▸ Extract
■ ■ ■ ■

= Pablo Medina =

Cuban American poet and novelist

Pablo Medina is a Cuban American poet and novelist and a professor in the Department of Writing, Literature, and Publishing at Emerson College and director of its MFA program.

== Biography ==
Medina was born in Havana, Cuba, and emigrated to New York City in 1960. He received an M.A. degree from Georgetown University.

Pork Rind and Cuban Songs (1975), Medina's first collection of poems, was the first publication by a Cuban author written directly from the English language. His memoir, Exiled Memories (1990), was the first of several autobiographical accounts to be published from the generation of Cubans who emigrated to the United States after the Cuban Revolution. Medina chronicles early memories from his childhood in Cuba as well as his arrival in New York City; the memoir is a personal reflection on his own self-identity, irreconcilably divided between Cuban and American culture.

■ ■ ■ ■

▸ Data segment
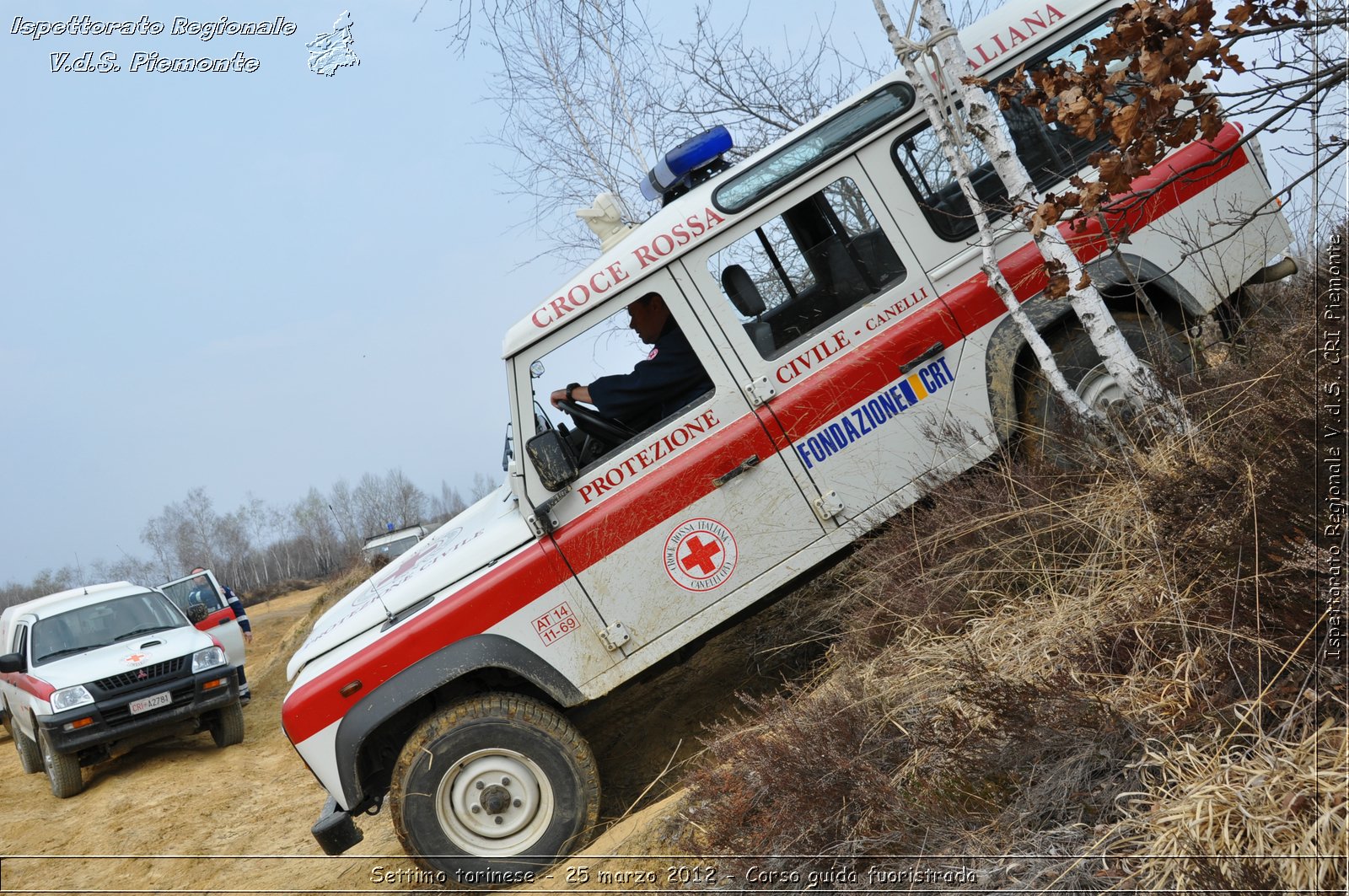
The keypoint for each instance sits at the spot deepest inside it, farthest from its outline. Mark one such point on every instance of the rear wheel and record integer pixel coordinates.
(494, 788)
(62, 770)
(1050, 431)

■ ■ ■ ■

▸ Requirement
Continue the article on Pablo Medina, starting after its final sentence.

▸ Expected output
Among his recent publications are a collection of translated poems by Virgilio Piñera, The Weight of the Island: Selected Poems of Virgilio Piñera (2015) and a collection of original poems, Island History: Poems (2015), The Cuban Comedy (2019).

==Awards and honors==
- President, Association of Writers & Writing Programs (AWP) Board of Directors, 2005-2006
- Rockefeller Foundation Fellowship in Bellagio, Italy, June 2004
- Distinguished Visitor at the New School for Social Research, 1995-1996
- Lila Wallace-Reader’s Digest Fellowship in Creative Nonfiction, 1993-1994
- National Endowment for the Arts Fellowship Grant in Poetry, 1991
- Jenny McKean Moore Writer-in-Washington, George Washington University, 1990-1991
- Oscar B. Cintas Foundation Fellowship Grant in Poetry and Fiction, 1979

== Works ==
- The Cuban Comedy. The Unnamed Press, 2019.
- Island History: Poems (poems). Hanging Loose, 2015.
- The Weight of the Island (poems in translation). Diálogos Books, 2015.
- Calle Habana (poems). PhotoStroud, 2013.
- Cubop City Blues (novel). Grove/Atlantic, Inc, 2012.
- The Man Who Wrote on Water (poems). Hanging Loose Press, 2011.
- Poet in New York/Poeta en Nueva York (poems in translation, with Mark Statman). Grove/Atlantic, Inc., 2008.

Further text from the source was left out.